──────── DATA RECORDS

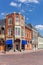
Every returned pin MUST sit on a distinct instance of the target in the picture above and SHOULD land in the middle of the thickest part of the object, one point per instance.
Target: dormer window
(10, 21)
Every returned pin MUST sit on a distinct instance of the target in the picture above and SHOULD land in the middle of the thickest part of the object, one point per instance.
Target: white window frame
(10, 20)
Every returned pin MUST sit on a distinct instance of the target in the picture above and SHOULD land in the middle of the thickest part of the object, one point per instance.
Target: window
(9, 21)
(30, 35)
(10, 31)
(17, 19)
(22, 32)
(17, 31)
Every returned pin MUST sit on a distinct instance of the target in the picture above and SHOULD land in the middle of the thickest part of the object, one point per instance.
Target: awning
(9, 41)
(24, 42)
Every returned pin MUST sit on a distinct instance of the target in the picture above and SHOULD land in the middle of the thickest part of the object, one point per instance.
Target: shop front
(24, 42)
(17, 44)
(9, 44)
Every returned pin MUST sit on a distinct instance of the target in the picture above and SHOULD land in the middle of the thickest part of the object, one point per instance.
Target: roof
(2, 22)
(28, 26)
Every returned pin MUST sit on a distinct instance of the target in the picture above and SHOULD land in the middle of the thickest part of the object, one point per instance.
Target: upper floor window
(9, 31)
(17, 31)
(9, 21)
(17, 19)
(22, 32)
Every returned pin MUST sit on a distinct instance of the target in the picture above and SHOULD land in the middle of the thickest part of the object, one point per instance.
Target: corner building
(15, 32)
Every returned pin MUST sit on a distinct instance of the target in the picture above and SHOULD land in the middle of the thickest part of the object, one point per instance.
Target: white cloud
(30, 10)
(30, 1)
(39, 27)
(2, 13)
(22, 10)
(27, 18)
(13, 4)
(19, 5)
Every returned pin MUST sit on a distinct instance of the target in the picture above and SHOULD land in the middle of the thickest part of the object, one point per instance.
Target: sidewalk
(18, 52)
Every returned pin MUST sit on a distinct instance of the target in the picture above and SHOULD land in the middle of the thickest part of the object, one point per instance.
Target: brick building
(16, 32)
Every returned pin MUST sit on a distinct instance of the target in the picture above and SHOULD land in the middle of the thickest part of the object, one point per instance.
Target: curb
(22, 52)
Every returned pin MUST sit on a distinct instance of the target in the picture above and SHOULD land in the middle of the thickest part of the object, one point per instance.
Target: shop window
(17, 19)
(17, 31)
(10, 21)
(10, 31)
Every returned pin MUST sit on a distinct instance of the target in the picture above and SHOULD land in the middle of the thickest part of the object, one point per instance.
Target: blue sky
(31, 9)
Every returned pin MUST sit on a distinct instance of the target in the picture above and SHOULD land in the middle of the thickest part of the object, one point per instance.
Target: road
(33, 58)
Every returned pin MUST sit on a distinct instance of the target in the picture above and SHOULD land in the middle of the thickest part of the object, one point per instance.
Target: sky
(31, 9)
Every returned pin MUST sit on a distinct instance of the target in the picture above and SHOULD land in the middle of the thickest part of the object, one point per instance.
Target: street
(33, 58)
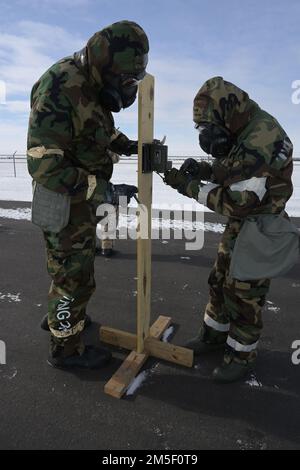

────────────────

▸ WHAT THE EXERCISE ASKS
If an entry above holds a picture, leave that picture out and print the rest exactly.

▸ EXERCISE RESPONSE
Every returned pin MUST sit on a distinct instance of the target in the picture above and SHOULD land in the middle of the thickest part of the object, one point per instance.
Target: dormer window
(10, 21)
Every returned pin MUST sit on a distinct instance of the target in the picture above and SHOULD land in the middle of the thickest part of the object, one point per instance.
Target: white window frame
(10, 20)
Every returned pin MUST sit on a distinct instance of the target in the picture above and SHOULD land in the middle of the thickest part of the object, one point per instance.
Target: window
(9, 21)
(30, 35)
(10, 31)
(17, 19)
(22, 32)
(17, 31)
Every returned pin MUST sit on a distinct instance of the target in the picture above and SHOULD land in the middle of the thickest part of the object, one point per instance.
Target: awning
(9, 41)
(24, 42)
Every returned pin MUST sit on a distinct instance of the target in the picture above and SHOULD land in the middle of the thickest part of the object, one point per instance.
Target: shop front
(24, 42)
(17, 44)
(9, 44)
Every returned pin MUST sit on a distinct instance of the target in the picture above and SHOULD land in the middle of the thickest part of the object, one point per instance.
Target: roof
(2, 22)
(28, 26)
Every returned pin MUST sit on a distinct instance of the target in the picture above and SHOULD land in the middle of the thickest part of the object, one point per instance.
Target: upper floor window
(9, 31)
(17, 31)
(9, 21)
(17, 19)
(22, 32)
Every returned pin MUST sit on a distinct instance of the target in the picture above and SHOULD land in the middle of the thickest part of the object, one point per instance.
Target: corner building
(15, 32)
Every returned pin MUST sit on a distinct instance of the target in the picture above and SHOULD land in the middle of the thickest part of the object, one point per instance.
Target: white cloud
(30, 10)
(30, 1)
(39, 27)
(2, 13)
(22, 10)
(27, 18)
(13, 4)
(19, 5)
Every returned pin MUST sit on a distinct instance of the target in the picture above and SHOULD land in the middle of the thickest part of the object, one point per instance.
Target: sidewalk
(18, 52)
Every returned pin MUST sit on a distinct instance of the target in the picture above and SHOULD land in the middle of the thickest part of the object, one point per instance.
Target: brick building
(16, 32)
Every returned pin MUST sit on a distinct instance of the target in the picture above and SHOULD land in the middle of the thickest part of the object, one point per instance.
Target: curb
(22, 52)
Every returned pin MUST sit on a distinct instance of the target in the picture above and SHOULD land in the middle of the thickest part of the object, one point per instance.
Target: shop window
(17, 19)
(17, 31)
(10, 21)
(10, 31)
Every returned pin MUST sit on a distinct instance of the target in the picture above and SHOULD land in the middle of the thickest part of the object, one point per instance.
Target: blue sky
(31, 9)
Every returned pin MUST sit on a distinct instance of the target in the picture above and SHOULD land in the middle of the thickest part of the object, one point per instance.
Target: road
(33, 58)
Every returned pin MUST sit on a distinct instance of the target in the picture above and SHOULD land in the middle of the thickest part of the object, one point per instance.
Target: sky
(31, 9)
Every returned pin MUST sit on a distinct instance of the target in the picture above and SHOULD land in the middle of the thickest part of the object, one point per instance.
Target: street
(33, 58)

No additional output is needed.